EXERCISE OBJECTIVE –
Using the line that contains "Expected output, for every instance of the woman's eye, the" as the start, restate each line word for word through the final line of the material below, and return only those.
══ MATERIAL FOR THE TASK ══
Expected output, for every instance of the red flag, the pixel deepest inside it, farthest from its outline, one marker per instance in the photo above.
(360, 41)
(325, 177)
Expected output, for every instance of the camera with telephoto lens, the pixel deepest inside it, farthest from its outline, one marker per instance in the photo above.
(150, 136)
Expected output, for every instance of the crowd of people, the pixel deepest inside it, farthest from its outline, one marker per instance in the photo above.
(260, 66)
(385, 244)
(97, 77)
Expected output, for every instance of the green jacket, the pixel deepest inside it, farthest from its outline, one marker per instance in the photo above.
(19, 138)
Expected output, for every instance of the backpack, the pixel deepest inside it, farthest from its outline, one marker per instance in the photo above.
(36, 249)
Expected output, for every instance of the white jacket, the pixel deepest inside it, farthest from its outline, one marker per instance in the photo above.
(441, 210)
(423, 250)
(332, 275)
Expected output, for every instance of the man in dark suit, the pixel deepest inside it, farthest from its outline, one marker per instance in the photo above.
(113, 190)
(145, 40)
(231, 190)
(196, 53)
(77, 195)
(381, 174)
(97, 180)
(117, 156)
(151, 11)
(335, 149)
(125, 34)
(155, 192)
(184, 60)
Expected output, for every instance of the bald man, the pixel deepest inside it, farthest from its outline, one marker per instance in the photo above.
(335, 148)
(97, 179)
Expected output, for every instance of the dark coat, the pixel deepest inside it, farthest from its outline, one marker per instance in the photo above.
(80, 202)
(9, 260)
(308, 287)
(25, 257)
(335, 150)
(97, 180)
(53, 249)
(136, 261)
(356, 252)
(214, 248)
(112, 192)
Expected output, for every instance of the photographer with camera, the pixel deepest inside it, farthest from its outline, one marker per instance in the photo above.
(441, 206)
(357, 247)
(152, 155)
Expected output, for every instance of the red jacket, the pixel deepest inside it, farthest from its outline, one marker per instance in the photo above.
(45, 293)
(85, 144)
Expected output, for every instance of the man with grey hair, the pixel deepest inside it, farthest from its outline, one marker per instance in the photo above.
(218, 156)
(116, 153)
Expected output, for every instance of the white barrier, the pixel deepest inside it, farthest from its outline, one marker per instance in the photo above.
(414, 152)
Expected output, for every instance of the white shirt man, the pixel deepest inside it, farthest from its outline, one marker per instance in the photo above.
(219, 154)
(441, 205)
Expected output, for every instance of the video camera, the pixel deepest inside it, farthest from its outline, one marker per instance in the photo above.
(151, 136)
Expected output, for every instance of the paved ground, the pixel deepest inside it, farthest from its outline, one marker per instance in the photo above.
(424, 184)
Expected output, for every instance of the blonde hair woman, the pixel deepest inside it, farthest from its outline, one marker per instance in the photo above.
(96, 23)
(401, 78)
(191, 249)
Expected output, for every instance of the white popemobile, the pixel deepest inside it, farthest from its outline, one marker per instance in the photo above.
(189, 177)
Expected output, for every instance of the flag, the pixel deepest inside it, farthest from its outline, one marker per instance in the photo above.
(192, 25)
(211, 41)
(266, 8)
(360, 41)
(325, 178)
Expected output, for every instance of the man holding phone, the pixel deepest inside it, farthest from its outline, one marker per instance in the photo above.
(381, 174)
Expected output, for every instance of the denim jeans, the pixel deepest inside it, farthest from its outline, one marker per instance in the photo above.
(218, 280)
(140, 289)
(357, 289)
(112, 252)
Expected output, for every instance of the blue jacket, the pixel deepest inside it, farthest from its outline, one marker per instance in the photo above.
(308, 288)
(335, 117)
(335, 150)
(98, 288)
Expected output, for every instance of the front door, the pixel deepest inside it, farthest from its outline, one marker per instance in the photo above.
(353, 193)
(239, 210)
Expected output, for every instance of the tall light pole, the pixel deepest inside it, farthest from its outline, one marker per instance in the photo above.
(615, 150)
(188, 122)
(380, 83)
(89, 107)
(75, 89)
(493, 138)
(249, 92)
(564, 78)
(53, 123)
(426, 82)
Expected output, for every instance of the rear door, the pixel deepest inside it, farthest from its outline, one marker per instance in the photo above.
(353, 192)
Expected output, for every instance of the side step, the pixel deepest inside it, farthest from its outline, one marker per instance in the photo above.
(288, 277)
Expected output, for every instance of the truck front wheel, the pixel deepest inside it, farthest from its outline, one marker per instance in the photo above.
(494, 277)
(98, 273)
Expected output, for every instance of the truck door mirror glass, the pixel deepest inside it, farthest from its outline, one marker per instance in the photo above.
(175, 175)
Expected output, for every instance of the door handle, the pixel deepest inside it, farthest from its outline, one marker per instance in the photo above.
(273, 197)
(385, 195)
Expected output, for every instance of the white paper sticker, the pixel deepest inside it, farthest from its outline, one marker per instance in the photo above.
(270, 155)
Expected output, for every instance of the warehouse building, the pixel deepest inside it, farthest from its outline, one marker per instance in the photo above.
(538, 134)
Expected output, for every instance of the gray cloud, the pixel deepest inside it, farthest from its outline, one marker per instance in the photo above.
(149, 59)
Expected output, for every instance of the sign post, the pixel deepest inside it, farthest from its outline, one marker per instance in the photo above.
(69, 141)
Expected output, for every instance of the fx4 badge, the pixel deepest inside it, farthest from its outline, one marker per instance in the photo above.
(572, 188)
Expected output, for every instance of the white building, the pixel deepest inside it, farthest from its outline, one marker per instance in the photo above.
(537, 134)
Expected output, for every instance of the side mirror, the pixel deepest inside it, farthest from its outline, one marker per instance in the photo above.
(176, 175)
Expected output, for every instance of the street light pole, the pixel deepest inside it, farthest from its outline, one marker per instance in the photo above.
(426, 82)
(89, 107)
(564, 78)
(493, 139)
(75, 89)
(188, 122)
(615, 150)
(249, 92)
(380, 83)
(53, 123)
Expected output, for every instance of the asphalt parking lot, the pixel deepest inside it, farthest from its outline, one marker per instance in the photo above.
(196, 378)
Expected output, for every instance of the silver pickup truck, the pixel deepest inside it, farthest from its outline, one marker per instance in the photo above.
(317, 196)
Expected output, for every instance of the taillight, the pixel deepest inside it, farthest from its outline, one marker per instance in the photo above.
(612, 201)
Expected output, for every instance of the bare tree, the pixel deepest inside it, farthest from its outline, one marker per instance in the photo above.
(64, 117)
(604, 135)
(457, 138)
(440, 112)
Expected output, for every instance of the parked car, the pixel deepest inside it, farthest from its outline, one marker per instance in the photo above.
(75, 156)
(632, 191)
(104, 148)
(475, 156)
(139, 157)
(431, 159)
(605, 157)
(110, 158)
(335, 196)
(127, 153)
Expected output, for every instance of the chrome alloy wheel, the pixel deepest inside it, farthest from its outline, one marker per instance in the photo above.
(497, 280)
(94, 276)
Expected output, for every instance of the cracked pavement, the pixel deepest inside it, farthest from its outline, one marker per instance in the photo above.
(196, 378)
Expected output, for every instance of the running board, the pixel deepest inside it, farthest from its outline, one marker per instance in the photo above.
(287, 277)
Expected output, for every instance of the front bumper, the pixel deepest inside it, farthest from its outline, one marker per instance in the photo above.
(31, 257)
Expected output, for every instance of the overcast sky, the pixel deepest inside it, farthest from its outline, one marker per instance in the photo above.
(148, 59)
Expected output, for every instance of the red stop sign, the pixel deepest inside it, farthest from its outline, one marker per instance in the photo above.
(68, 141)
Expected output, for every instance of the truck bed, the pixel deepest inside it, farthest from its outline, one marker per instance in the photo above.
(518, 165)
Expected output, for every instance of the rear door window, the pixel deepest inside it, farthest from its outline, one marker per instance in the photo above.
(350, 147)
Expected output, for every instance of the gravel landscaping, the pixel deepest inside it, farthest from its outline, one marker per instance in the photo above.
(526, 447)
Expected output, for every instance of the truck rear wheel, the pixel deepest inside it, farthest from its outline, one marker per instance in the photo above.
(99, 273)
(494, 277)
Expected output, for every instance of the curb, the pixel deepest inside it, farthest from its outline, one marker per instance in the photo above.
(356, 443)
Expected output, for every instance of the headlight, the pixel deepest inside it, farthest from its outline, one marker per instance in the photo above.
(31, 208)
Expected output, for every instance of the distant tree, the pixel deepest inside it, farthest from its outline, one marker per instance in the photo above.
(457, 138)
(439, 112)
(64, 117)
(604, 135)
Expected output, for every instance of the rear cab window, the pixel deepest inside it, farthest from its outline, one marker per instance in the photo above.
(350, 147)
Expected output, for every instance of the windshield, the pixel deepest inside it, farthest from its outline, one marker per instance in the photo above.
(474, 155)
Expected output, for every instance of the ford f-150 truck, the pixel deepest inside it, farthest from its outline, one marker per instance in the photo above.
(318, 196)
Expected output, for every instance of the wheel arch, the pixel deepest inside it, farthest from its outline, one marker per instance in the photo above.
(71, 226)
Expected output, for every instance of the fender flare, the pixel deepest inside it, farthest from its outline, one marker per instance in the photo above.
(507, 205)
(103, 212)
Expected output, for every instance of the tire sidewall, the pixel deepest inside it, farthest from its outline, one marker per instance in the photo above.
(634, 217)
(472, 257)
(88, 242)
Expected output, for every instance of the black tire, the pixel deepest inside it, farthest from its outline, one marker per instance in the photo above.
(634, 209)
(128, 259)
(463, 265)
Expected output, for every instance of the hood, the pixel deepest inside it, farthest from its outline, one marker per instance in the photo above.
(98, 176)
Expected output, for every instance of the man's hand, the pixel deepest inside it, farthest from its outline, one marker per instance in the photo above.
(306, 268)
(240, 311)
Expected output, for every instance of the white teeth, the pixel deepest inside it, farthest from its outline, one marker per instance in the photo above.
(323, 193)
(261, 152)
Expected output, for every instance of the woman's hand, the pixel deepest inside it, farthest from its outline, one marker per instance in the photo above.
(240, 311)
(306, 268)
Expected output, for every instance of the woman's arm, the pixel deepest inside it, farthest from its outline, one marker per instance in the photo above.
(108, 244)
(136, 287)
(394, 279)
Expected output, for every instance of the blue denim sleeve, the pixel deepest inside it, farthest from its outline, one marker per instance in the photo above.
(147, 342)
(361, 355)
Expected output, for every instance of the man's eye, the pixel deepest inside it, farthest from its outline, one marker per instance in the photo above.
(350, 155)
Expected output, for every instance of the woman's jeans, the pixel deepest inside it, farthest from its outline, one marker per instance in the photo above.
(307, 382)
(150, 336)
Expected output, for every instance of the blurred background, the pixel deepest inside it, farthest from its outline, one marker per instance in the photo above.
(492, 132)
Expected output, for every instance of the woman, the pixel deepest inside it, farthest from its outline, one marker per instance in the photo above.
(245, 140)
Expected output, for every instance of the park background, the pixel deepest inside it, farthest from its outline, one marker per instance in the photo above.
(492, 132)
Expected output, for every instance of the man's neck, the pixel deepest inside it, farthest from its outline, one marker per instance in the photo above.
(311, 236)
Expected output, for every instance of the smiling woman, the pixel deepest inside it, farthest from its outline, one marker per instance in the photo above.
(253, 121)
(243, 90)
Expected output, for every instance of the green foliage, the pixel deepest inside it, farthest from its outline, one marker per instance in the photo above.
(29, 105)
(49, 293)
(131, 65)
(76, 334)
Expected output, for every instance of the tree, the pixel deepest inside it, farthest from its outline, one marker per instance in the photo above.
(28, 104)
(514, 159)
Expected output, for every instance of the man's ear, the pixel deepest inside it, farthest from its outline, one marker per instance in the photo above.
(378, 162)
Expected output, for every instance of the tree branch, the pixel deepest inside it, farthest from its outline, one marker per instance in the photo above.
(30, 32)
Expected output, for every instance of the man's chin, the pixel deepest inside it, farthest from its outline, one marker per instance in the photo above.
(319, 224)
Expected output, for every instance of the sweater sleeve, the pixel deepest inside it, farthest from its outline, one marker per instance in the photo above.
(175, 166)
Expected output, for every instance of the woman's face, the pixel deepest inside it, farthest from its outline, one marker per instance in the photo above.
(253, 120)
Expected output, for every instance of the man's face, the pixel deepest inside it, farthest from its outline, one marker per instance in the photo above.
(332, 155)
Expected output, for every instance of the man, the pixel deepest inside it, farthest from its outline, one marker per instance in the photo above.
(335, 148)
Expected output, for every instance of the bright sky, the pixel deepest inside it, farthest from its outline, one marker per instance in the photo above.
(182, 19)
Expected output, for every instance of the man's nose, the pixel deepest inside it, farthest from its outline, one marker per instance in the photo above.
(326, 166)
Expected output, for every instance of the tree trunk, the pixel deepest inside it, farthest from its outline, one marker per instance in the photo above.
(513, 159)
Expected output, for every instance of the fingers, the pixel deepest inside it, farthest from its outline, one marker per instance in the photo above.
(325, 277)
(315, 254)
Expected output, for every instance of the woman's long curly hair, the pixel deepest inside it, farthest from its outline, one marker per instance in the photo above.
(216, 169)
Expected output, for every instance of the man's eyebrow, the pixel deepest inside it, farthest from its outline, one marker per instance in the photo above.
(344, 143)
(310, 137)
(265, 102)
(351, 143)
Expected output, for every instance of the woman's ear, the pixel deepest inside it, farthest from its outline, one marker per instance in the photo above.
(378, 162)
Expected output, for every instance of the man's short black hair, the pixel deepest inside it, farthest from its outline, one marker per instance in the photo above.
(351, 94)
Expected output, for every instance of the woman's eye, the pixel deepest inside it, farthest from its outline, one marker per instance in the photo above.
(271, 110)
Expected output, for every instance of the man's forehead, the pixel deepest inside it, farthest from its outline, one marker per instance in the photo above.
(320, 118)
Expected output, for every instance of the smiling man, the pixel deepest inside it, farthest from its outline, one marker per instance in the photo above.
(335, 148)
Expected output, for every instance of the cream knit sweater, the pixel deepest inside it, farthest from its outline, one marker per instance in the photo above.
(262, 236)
═══
ANSWER BELOW –
Expected output, for every instance of the woman's eye, the pixel deepest inside it, farthest from its outline, one marker per instance in the photo above.
(271, 110)
Expected output, for every instance of the man's forehead, the pixel deepest inside it, farthest from its outline, one marker per instance in the photo above.
(320, 118)
Expected output, for every instance of the smiling man, the pixel deepest inside it, farthest from its outline, one marker per instance in the photo above.
(335, 148)
Expected output, for every instance of the cream knit sweater, the pixel deepest inside it, farthest from its outline, one marker per instance in the photo above.
(262, 236)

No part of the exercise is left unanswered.